• _Richiesta 1_
Puoi riscrivere le righe dei record partendo da quella che contiene "# draw the outline of every instance of the window" e fermandoti dopo quella che contiene "93 67 L 91 67", sostituendo "window" con "pane" e lasciando invariato tutto il resto?

• _Documento_
┏━━

Se guardiamo all’anno che abbiamo appena iniziato parrebbe che a dettar legge nel nostro immediato futuro saranno uomini per così dire forti, capaci di dare sicurezze, più che mettersi in ricerca, in grado di porre atti di forza volti a placare l’ansia e la paura più che ad interrogarsi e a riflettere per comprendere la complessità delle cose che accadono. Emergono figure dalla leadership dura, che trascinano le masse all’insegna dell’egoismo nazionale e del primato assoluto della propria ragion di stato. Personalità inclini a tracciare con la scure, all’interno e all’esterno del proprio paese, la frontiera tra “noi” e “loro”. Capaci di individuare l’immagine del nemico in qualsiasi critico, oppositore o portatore di interessi diversi. Pronte a spazzare gli ostacoli con la pura forza, non appena se ne danno le condizioni.

┗━━

• _Materiale_
┏━━

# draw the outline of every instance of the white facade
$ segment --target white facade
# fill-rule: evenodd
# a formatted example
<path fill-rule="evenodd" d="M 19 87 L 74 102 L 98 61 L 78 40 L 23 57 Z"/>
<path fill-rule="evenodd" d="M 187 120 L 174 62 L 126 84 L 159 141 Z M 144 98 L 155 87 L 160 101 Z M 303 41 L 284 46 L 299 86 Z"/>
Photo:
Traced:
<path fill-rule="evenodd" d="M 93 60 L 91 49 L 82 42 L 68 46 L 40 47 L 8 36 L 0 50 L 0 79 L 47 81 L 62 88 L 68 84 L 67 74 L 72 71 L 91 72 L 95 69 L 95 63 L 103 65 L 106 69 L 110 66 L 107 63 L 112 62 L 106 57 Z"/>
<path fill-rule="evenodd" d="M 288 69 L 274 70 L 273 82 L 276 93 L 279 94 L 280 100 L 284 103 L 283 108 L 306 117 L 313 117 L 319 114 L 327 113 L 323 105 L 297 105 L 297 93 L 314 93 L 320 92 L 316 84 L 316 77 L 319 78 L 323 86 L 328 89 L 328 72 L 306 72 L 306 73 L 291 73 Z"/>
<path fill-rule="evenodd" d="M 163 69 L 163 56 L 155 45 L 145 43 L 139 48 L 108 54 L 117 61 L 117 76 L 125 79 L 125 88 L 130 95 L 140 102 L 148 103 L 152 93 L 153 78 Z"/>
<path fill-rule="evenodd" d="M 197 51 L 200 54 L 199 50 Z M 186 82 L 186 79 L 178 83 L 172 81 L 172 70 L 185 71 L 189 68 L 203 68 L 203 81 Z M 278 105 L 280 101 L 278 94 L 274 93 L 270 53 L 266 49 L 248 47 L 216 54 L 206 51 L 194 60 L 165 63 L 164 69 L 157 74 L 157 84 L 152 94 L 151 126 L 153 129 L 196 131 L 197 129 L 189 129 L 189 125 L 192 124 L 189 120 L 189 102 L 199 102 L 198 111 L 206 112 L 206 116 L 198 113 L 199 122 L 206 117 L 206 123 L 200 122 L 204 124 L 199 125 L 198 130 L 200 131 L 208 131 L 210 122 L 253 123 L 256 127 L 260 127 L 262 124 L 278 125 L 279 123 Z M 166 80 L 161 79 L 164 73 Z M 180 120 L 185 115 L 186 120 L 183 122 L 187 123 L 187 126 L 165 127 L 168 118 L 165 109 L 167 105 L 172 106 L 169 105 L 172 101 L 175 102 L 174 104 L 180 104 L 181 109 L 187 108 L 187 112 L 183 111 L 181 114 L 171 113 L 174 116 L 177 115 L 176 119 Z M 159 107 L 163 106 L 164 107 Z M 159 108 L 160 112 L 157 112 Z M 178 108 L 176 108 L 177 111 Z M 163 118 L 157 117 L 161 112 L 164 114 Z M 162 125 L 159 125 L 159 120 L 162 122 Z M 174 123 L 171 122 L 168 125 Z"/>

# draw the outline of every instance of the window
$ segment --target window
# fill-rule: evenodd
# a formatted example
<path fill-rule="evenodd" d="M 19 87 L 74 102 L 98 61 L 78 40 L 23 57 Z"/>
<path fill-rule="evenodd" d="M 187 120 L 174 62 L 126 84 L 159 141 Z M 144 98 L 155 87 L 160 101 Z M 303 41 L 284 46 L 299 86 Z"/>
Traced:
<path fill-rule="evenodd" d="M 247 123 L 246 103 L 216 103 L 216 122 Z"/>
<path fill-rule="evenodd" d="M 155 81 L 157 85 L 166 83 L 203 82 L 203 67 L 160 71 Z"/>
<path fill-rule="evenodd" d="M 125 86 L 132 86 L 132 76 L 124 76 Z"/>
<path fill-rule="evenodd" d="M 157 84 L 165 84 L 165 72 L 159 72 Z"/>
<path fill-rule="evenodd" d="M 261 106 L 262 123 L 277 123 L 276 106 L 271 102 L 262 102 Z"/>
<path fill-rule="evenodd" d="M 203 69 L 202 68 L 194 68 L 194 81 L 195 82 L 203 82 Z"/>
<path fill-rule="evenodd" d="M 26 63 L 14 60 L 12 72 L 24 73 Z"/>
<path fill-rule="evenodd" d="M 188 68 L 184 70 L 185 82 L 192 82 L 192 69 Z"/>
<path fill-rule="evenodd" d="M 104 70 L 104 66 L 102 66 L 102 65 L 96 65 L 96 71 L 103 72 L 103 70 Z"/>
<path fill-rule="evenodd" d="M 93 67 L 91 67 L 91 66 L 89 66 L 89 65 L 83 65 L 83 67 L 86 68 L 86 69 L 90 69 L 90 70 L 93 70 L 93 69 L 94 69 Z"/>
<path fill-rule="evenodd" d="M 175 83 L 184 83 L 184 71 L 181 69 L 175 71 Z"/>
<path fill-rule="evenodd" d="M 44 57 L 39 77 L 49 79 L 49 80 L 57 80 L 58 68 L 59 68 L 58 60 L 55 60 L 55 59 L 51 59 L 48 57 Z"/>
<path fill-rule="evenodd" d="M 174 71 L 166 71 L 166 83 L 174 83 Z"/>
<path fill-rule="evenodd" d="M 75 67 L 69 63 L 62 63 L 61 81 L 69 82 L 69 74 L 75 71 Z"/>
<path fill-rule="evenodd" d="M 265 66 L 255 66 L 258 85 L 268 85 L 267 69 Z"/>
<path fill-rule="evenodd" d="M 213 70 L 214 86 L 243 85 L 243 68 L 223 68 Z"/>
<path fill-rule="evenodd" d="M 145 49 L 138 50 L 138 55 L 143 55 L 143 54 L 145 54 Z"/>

┗━━

• _Richiesta 2_
Puoi copiare senza modifiche il brano del documento che inizia con le parole "Se guardiamo all’anno" e termina con le parole "danno le condizioni."?

• _Risposta finale 1_
# draw the outline of every instance of the pane
$ segment --target pane
# fill-rule: evenodd
# a formatted example
<path fill-rule="evenodd" d="M 19 87 L 74 102 L 98 61 L 78 40 L 23 57 Z"/>
<path fill-rule="evenodd" d="M 187 120 L 174 62 L 126 84 L 159 141 Z M 144 98 L 155 87 L 160 101 Z M 303 41 L 284 46 L 299 86 Z"/>
Traced:
<path fill-rule="evenodd" d="M 247 123 L 246 103 L 216 103 L 216 122 Z"/>
<path fill-rule="evenodd" d="M 155 81 L 157 85 L 166 83 L 203 82 L 203 67 L 160 71 Z"/>
<path fill-rule="evenodd" d="M 125 86 L 132 86 L 132 76 L 124 76 Z"/>
<path fill-rule="evenodd" d="M 157 84 L 165 84 L 165 72 L 159 72 Z"/>
<path fill-rule="evenodd" d="M 261 106 L 262 123 L 277 123 L 276 106 L 271 102 L 262 102 Z"/>
<path fill-rule="evenodd" d="M 203 69 L 202 68 L 194 68 L 194 81 L 195 82 L 203 82 Z"/>
<path fill-rule="evenodd" d="M 26 63 L 14 60 L 12 72 L 24 73 Z"/>
<path fill-rule="evenodd" d="M 188 68 L 184 70 L 185 82 L 192 82 L 192 69 Z"/>
<path fill-rule="evenodd" d="M 104 70 L 104 66 L 102 66 L 102 65 L 96 65 L 96 71 L 103 72 L 103 70 Z"/>
<path fill-rule="evenodd" d="M 93 67 L 91 67 L 91 66 L 89 66 L 89 65 L 83 65 L 83 67 L 86 68 L 86 69 L 90 69 L 90 70 L 93 70 L 93 69 L 94 69 Z"/>

• _Risposta finale 2_
Se guardiamo all’anno che abbiamo appena iniziato parrebbe che a dettar legge nel nostro immediato futuro saranno uomini per così dire forti, capaci di dare sicurezze, più che mettersi in ricerca, in grado di porre atti di forza volti a placare l’ansia e la paura più che ad interrogarsi e a riflettere per comprendere la complessità delle cose che accadono. Emergono figure dalla leadership dura, che trascinano le masse all’insegna dell’egoismo nazionale e del primato assoluto della propria ragion di stato. Personalità inclini a tracciare con la scure, all’interno e all’esterno del proprio paese, la frontiera tra “noi” e “loro”. Capaci di individuare l’immagine del nemico in qualsiasi critico, oppositore o portatore di interessi diversi. Pronte a spazzare gli ostacoli con la pura forza, non appena se ne danno le condizioni.